Task goal
Can you add 34 to every bounding box coordinate in the records below and write out all their lines again, including the requests? Leave the pictures out of your answer.

Exercise inputs
□ □ □

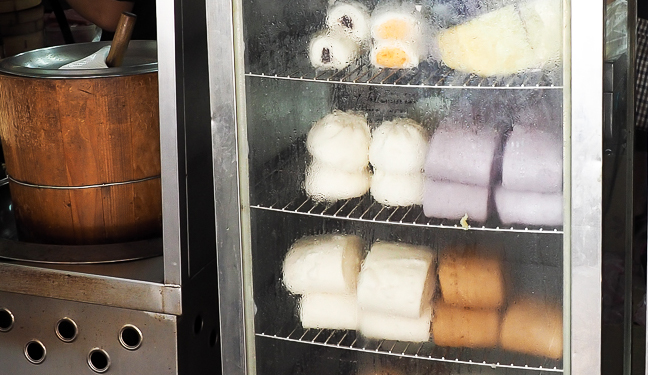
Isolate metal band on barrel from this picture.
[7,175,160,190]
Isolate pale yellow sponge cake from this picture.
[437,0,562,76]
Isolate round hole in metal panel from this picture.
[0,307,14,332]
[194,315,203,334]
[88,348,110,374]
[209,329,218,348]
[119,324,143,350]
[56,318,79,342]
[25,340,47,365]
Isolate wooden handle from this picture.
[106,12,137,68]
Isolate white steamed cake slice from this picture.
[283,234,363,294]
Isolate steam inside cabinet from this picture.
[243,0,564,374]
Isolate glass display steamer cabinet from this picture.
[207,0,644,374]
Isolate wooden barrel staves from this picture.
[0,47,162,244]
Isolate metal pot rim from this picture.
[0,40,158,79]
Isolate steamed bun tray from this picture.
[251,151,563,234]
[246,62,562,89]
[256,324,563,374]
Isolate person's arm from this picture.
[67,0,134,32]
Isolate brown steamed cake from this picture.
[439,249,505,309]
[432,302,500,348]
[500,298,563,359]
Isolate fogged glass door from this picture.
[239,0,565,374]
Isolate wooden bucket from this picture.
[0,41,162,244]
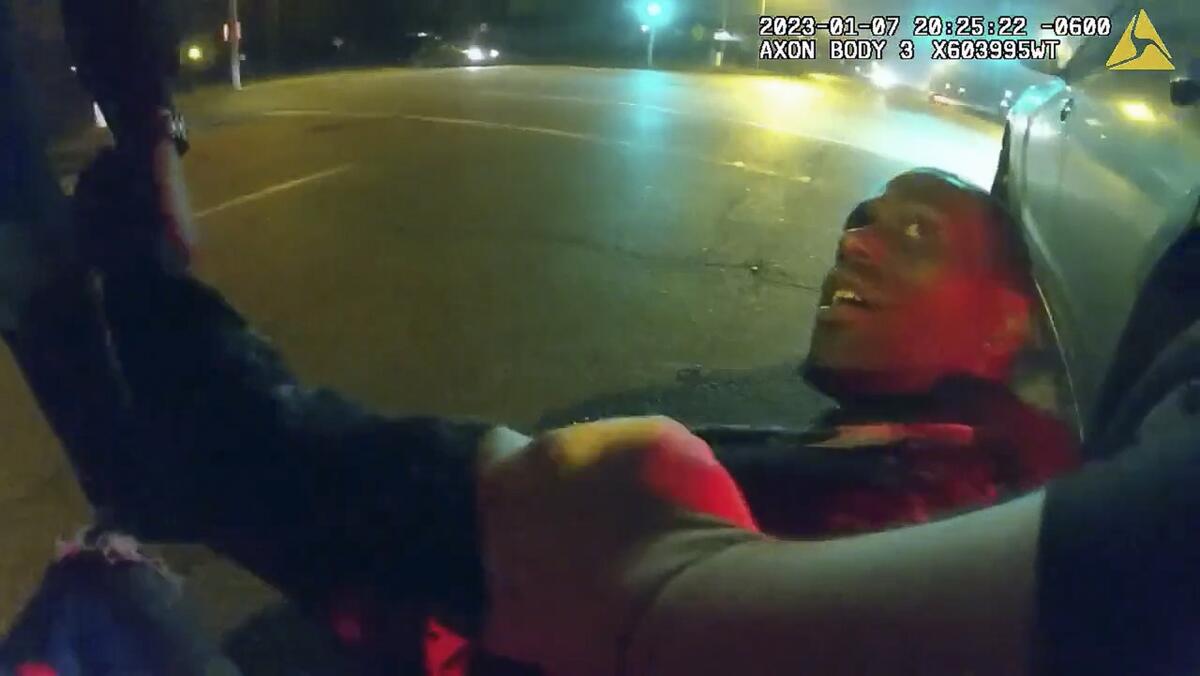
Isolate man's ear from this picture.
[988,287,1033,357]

□ □ □

Task response
Isolate metal band on barrel from this picture.
[41,209,194,224]
Isolate pale yellow sponge cake from this picture.
[471,34,596,110]
Isolate round hole in metal panel from this picture.
[34,341,48,366]
[228,349,237,368]
[122,382,144,408]
[243,363,252,382]
[153,358,177,384]
[90,352,113,376]
[59,374,81,399]
Isolate wooden handle from this picture.
[140,46,171,102]
Isolate white steamed cake slice from this picture.
[317,268,397,328]
Isolate steam inside cabinet from this picture.
[277,34,598,408]
Isolate glass display steamer cabinet from this picture.
[241,34,678,408]
Isolate wooden barrel staves from this picture.
[34,81,196,278]
Isolate metal pot rim from this picture.
[34,74,192,113]
Isolate steamed bun tray from this picture.
[285,185,597,268]
[280,96,596,123]
[290,358,597,408]
Isolate person's arm from this picture.
[101,34,168,66]
Isolate brown steamed cake from this picture.
[473,283,539,343]
[466,336,534,382]
[534,332,597,393]
Isolate fogged glass door from this picture.
[273,34,599,408]
Isolate wooden bucket from this picture.
[34,75,196,278]
Isolate man's ear from this picture.
[1022,321,1067,391]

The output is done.